PROBLEMS:
**A.** Rewrite the paragraph in the SLO notes that begins "Service Level Objectives (SLOs) are measurable targets" more briefly, keeping its main facts.
**B.** Resume the SLO notes after their final sentence and carry them forward in the same style.

[START OF PROVIDED PASSAGE]

Calendar Aligned Time Window

  • Aligns to calendar boundaries
  • Supported durations: 1w (weekly), 1M (monthly)
  • Example: "This month" - resets at month start

šŸ’ø Budgeting Methods

Occurrences Budgeting

  • Based on count of events
  • Formula: SLI = Good Events / Total Events
  • Use case: Request-based metrics

Timeslices Budgeting

  • Divides time window into slices
  • Each slice is evaluated as good/bad
  • Formula: SLI = 1 - (Bad Slices / Total Slices in Window)
  • Use case: Uptime, compliance windows
  • Example: 5-minute slices over a 7-day window = 2,016 slices

šŸ“ˆ Indicator Types

  1. APM Transaction Error Rate (APM Availability)

    • Measures successful vs. failed transactions
    • Based on event.outcome field
  2. APM Transaction Duration (APM Latency)

    • Measures if transactions complete under a threshold
    • Example: 99% under 500ms
  3. Custom KQL Query

    • Use Kibana Query Language to define good/total events
    • Most flexible option
  4. Custom Metric

    • Based on metric aggregations (sum, avg, etc.)
    • Example: Processed events / Total events
  5. Histogram Metric

    • Uses histogram fields for latency calculations
    • Efficient for pre-aggregated data
  6. Timeslice Metric

    • For compliance/uptime scenarios
    • Each time slice evaluated independently
  7. Synthetics

    • Based on Elastic Synthetics monitoring
    • Tracks availability of synthetic checks

šŸ“Š Key Terminology

What are SLOs?

Service Level Objectives (SLOs) are measurable targets that define the expected level of service reliability. They answer the question: "What percentage of time should our service meet performance expectations?"

The SRE Context

  • SLI (Service Level Indicator): The actual measurement (e.g., 99.5% of requests succeeded)
  • SLO (Service Level Objective): The target we aim for (e.g., 99.9% availability)
  • SLA (Service Level Agreement): The contractual obligation with consequences if not met

Why SLOs Matter

  • Balance reliability and velocity: Know when you can ship faster vs. when you need to focus on reliability
  • Error budgets: If your SLO is 99.9%, you have a 0.1% error budget to "spend"
  • Data-driven decisions: Objective measures replace subjective discussions
  • Alerting: Get notified when you're burning through your error budget too quickly

Budgeting Methods

  1. Occurrences: Based on individual event success/failure
  2. Timeslices: Based on time window compliance

Time Windows

  1. Rolling: Continuously moving window (e.g., last 30 days)
  2. Calendar-Aligned: Fixed calendar periods (e.g., monthly)

SLO States

  • HEALTHY: Meeting objective
  • DEGRADING: Currently under objective for calendar aligned SLO
  • VIOLATED: Below objective

Burn Rate

  • Burn Rate measures how quickly the error budget is getting exhausted, indicating if SLOs are at risk before end-of-period totals are breached.

[END OF PROVIDED PASSAGE]
[START OF DATASET ROWS]

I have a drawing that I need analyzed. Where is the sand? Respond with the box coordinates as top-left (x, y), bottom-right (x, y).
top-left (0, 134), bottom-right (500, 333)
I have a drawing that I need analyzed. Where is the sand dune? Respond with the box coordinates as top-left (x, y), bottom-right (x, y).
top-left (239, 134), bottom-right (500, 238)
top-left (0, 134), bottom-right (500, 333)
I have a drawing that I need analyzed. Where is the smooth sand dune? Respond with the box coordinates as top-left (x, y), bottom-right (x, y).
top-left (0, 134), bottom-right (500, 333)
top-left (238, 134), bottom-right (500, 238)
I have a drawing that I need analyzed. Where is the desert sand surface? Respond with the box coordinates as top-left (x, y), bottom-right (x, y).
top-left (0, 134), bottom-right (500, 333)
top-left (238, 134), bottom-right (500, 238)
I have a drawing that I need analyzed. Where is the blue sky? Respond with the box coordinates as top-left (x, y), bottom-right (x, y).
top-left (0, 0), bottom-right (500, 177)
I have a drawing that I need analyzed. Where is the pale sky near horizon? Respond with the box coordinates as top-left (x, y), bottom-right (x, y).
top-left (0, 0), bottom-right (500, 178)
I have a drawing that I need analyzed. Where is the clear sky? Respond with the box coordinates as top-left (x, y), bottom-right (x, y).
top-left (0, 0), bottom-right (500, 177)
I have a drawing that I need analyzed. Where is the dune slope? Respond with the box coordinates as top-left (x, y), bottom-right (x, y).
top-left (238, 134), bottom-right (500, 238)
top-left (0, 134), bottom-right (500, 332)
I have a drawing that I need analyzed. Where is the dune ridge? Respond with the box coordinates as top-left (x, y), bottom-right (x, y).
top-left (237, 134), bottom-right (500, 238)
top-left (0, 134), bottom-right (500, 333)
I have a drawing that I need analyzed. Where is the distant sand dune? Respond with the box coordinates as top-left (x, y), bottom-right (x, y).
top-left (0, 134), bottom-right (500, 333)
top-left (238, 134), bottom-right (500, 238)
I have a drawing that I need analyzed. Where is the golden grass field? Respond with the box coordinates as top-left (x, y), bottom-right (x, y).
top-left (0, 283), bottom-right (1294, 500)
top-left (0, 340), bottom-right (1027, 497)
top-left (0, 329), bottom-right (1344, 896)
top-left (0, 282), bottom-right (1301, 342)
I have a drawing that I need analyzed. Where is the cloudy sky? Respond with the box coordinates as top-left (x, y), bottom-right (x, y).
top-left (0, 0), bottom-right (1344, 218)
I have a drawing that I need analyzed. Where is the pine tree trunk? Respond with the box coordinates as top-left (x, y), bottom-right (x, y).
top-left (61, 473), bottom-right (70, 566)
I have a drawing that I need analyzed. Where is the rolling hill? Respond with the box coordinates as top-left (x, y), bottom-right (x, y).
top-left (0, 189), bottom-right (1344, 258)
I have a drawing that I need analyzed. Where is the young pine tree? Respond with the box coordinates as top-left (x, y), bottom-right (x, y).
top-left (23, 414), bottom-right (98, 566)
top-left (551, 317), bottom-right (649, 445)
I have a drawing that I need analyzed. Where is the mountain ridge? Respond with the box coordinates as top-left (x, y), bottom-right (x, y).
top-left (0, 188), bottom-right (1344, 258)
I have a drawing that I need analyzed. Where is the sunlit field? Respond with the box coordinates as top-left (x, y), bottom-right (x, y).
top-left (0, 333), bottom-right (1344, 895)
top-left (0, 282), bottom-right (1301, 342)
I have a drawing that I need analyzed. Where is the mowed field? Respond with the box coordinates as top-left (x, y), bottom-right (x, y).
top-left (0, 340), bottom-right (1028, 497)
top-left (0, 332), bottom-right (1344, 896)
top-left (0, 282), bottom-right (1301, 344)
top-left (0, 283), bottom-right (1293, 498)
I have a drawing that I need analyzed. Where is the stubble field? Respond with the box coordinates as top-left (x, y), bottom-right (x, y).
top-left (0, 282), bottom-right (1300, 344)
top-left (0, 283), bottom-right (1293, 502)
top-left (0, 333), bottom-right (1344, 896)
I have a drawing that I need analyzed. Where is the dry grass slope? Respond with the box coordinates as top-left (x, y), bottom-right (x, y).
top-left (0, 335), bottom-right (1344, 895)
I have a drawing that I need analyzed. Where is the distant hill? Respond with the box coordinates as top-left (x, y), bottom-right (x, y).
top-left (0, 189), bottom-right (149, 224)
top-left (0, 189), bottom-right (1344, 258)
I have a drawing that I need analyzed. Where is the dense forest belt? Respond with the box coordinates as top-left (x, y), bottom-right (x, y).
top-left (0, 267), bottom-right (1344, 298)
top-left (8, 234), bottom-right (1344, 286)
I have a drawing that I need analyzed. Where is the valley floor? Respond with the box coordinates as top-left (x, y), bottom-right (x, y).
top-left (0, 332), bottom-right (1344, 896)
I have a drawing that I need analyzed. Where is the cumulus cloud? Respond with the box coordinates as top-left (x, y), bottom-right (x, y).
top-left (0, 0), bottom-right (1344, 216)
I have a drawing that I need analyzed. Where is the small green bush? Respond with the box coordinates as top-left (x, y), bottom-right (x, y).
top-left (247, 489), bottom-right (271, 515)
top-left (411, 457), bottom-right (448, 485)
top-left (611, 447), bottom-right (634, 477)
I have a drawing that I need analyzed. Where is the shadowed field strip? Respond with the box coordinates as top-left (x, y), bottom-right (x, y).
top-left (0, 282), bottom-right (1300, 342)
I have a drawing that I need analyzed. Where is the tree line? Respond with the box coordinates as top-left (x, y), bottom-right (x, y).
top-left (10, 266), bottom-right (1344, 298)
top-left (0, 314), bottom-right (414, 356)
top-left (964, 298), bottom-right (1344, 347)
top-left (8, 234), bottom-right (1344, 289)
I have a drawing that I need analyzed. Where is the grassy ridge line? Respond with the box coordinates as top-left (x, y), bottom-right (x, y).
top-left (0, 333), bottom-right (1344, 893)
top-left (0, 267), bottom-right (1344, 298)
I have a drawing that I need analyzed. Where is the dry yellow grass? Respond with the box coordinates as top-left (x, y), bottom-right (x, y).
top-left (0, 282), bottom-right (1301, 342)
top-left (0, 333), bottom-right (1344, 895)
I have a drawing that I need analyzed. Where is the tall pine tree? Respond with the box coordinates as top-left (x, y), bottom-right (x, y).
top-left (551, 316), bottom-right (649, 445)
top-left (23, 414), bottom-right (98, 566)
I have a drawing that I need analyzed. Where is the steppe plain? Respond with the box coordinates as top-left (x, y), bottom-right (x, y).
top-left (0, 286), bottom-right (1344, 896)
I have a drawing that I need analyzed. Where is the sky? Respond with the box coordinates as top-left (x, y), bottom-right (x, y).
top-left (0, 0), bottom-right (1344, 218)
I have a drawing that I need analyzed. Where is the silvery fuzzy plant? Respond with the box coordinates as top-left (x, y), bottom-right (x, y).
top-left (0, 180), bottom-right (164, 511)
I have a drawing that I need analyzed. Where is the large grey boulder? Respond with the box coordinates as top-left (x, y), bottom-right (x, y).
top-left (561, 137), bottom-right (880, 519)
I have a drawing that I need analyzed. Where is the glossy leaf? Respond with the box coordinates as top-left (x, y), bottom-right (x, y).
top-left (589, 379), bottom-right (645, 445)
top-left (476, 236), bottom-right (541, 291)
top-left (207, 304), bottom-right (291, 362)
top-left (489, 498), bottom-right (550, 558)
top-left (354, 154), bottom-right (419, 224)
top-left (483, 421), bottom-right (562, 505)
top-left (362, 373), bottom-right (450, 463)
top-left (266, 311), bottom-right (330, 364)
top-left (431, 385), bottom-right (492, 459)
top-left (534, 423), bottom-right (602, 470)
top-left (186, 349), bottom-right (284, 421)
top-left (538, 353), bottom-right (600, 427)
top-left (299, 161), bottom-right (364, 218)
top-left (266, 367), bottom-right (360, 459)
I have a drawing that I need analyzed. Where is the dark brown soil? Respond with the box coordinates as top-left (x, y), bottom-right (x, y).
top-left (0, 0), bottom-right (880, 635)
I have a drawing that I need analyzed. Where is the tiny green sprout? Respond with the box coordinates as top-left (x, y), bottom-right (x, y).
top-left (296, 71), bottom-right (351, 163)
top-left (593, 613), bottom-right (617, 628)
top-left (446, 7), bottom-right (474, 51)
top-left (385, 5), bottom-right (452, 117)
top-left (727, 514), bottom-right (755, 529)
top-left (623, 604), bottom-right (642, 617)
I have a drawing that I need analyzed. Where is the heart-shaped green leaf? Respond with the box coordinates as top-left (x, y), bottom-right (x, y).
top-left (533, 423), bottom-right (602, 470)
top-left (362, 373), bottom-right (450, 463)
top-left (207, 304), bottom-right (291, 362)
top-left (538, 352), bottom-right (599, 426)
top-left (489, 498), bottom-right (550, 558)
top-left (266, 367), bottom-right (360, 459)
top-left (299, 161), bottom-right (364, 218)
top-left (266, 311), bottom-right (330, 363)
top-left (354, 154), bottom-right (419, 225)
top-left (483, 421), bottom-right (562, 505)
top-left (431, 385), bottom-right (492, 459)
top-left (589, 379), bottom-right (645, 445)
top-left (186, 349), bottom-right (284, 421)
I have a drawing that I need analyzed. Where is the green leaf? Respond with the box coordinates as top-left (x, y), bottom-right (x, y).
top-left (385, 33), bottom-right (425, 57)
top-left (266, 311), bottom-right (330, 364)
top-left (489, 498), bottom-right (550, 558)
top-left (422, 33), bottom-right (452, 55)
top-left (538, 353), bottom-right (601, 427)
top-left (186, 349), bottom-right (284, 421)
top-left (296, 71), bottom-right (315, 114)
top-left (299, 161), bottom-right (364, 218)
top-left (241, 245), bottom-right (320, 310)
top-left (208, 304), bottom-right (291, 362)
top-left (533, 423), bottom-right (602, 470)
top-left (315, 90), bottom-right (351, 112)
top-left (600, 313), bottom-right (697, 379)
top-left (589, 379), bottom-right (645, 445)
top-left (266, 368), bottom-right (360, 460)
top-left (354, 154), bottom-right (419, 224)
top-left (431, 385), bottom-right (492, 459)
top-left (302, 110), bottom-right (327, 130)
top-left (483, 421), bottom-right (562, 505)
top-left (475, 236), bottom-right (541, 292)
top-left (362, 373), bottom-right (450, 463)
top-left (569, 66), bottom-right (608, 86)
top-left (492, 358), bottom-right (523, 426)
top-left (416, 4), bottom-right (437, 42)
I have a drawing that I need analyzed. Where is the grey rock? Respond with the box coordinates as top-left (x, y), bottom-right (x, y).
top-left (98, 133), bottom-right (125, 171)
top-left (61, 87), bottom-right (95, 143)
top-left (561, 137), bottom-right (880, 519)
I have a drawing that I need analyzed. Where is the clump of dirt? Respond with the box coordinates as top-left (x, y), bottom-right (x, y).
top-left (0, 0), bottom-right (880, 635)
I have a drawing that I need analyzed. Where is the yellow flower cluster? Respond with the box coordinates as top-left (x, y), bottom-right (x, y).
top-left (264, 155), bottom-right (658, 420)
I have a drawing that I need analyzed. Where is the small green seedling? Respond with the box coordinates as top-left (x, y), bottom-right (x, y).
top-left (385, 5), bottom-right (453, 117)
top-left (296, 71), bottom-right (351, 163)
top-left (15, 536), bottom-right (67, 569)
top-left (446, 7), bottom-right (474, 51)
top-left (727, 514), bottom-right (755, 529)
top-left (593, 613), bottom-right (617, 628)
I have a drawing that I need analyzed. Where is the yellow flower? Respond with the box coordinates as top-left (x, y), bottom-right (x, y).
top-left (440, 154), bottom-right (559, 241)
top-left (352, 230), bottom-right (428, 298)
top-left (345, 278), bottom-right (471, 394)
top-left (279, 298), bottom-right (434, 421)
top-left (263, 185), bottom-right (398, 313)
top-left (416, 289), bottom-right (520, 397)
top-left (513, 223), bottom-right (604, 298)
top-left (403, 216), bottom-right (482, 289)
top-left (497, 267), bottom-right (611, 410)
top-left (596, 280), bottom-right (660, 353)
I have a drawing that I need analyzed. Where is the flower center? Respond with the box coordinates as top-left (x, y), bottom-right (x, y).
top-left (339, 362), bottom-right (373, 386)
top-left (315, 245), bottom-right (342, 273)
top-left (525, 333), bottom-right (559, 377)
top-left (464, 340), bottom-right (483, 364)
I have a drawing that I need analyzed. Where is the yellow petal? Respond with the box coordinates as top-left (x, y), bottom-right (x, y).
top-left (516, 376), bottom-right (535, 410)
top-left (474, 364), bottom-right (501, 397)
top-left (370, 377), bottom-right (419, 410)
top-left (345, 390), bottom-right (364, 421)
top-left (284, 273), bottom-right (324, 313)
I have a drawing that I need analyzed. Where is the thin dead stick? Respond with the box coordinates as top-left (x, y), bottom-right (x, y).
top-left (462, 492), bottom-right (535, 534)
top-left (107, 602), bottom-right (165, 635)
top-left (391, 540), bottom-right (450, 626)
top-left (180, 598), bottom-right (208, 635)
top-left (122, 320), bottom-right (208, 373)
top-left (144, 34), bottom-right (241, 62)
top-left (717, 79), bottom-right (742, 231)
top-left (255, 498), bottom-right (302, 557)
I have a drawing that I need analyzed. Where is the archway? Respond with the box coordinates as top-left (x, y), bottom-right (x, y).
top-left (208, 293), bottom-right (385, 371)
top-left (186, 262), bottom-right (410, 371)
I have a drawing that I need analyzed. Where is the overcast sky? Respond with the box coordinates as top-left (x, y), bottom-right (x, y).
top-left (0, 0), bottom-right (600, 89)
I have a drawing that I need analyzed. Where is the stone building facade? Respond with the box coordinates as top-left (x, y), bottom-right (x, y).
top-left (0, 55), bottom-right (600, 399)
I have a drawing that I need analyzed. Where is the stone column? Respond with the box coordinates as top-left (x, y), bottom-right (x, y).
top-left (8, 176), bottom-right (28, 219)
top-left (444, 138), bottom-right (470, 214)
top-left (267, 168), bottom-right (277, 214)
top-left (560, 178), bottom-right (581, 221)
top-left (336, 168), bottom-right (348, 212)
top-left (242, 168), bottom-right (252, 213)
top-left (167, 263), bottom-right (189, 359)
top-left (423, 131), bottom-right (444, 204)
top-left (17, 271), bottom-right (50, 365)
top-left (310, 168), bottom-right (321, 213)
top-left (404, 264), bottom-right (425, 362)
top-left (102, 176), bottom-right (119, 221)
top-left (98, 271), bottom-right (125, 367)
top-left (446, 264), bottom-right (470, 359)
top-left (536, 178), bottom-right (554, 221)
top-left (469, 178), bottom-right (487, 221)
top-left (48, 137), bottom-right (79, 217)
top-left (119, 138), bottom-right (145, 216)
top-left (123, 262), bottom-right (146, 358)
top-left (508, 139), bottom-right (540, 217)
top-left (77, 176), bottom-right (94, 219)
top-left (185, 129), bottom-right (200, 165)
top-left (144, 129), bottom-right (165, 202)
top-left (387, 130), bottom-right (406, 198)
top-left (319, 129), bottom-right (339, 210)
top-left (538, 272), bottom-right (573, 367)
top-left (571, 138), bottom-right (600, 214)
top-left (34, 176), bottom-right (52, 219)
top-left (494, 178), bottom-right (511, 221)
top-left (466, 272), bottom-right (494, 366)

[END OF DATASET ROWS]

PER-TASK OUTPUTS:
**A.** SLOs are measurable targets for how reliable a service is expected to be, answering what percentage of time the service should meet performance expectations.

**B.**
  • This enables early, responsive alerting for incidents

🧮 Calculation Logic

SLI Calculation

For Occurrences Budgeting

typescript
function computeSLI(good: number, total: number): number {
  if (total === 0) {
    return -1; // No data
  }
  return good / total;
}

Example:

Good: 9,900 requests
Total: 10,000 requests
SLI: 9,900 / 10,000 = 0.99 (99%)

For Timeslices Budgeting

typescript
function computeSLI(
  good: number, // Count of good slices observed
  total: number, // Count of total slices observed
  totalSlicesInRange: number // Total slices in window (e.g., 2,016 for 7d/5m)
): number {
  // Key insight: Missing slices are considered GOOD
  const badSlices = total - good;
  return 1 - badSlices / totalSlicesInRange;
}

Example:

Time window: 7 days
Slice window: 5 minutes
Total possible slices: 2,016

Observed slices: 1,800 (some data missing)
Good slices: 1,750
Bad slices: 50

SLI = 1 - (50 / 2,016) = 1 - 0.0248 = 0.9752 (97.52%)

Why missing data is "good": Conservative approach - assumes service was healthy during missing data periods.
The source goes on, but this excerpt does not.